---- Given records
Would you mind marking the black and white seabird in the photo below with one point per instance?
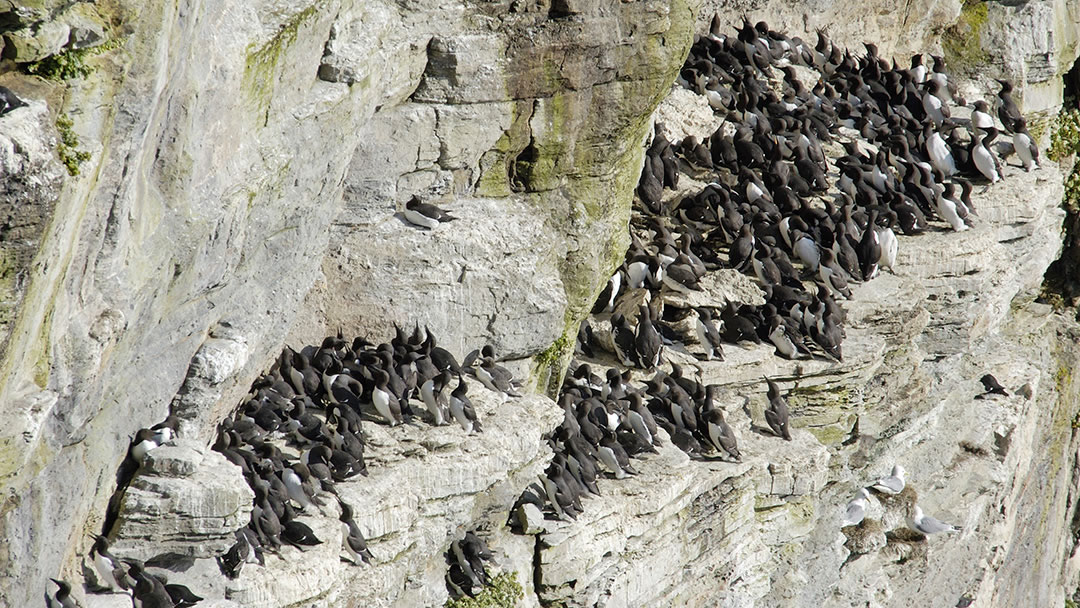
(855, 510)
(461, 408)
(891, 484)
(927, 525)
(9, 100)
(424, 215)
(777, 415)
(991, 386)
(63, 597)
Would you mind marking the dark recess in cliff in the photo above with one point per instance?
(1063, 277)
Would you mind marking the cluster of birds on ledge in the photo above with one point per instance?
(766, 206)
(777, 207)
(299, 432)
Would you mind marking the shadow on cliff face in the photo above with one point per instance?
(1062, 279)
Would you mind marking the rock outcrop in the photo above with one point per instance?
(231, 146)
(243, 166)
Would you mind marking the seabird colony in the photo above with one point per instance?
(777, 207)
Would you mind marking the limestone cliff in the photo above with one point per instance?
(198, 183)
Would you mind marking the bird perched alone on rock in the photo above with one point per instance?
(991, 386)
(856, 509)
(63, 597)
(424, 215)
(891, 484)
(9, 100)
(927, 525)
(778, 411)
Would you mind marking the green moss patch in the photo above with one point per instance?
(70, 64)
(962, 41)
(264, 63)
(68, 148)
(503, 592)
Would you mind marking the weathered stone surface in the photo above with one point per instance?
(29, 184)
(542, 119)
(233, 142)
(185, 499)
(427, 486)
(36, 43)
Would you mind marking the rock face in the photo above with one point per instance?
--------
Rewrite the stretch from the line containing "Would you mind marking the weathered" through the end of the records, changing "rock face" to "cliff wall" and keeping everything else the same.

Would you mind marking the weathered stone surface in the photo above with one point per instance?
(29, 184)
(542, 119)
(233, 142)
(185, 499)
(427, 486)
(36, 43)
Would you mind marking the cliff wall in the photo above with one point per instance?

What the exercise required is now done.